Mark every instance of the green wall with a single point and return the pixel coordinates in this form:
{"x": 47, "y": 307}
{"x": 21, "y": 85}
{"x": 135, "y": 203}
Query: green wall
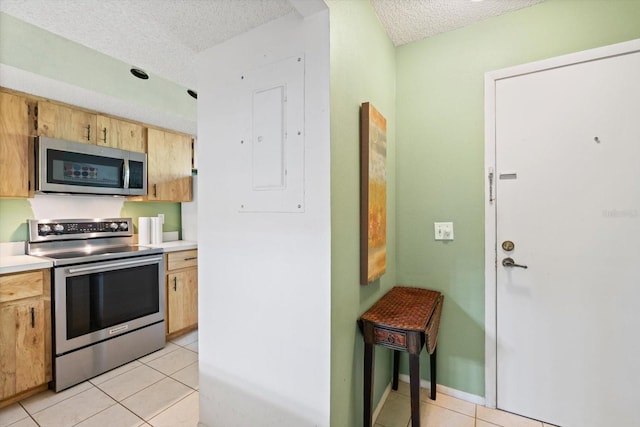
{"x": 15, "y": 212}
{"x": 440, "y": 138}
{"x": 34, "y": 49}
{"x": 362, "y": 70}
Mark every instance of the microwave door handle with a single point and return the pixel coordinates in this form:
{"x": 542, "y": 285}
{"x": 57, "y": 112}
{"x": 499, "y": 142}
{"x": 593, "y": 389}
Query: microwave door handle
{"x": 125, "y": 174}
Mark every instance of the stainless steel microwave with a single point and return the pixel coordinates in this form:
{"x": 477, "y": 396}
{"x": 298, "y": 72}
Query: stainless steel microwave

· · · · · · ·

Copy every item above word for word, including each line of coordinates, and leave the pictures out of your copy.

* FINISHED EXERCISE
Mark every instance of the green wall with a single point and return the pixel coordinates in this form:
{"x": 47, "y": 307}
{"x": 21, "y": 85}
{"x": 135, "y": 203}
Query: green wall
{"x": 15, "y": 212}
{"x": 440, "y": 138}
{"x": 34, "y": 49}
{"x": 362, "y": 70}
Mark every instance of the microwave door handle with a single point and return the pixel coordinates in this form:
{"x": 542, "y": 285}
{"x": 57, "y": 112}
{"x": 499, "y": 142}
{"x": 593, "y": 389}
Query: microwave door handle
{"x": 125, "y": 174}
Mark every instance of the stainless steel microwave with a single point and return the pixel coordinates in this form:
{"x": 477, "y": 396}
{"x": 298, "y": 72}
Query: stainless steel microwave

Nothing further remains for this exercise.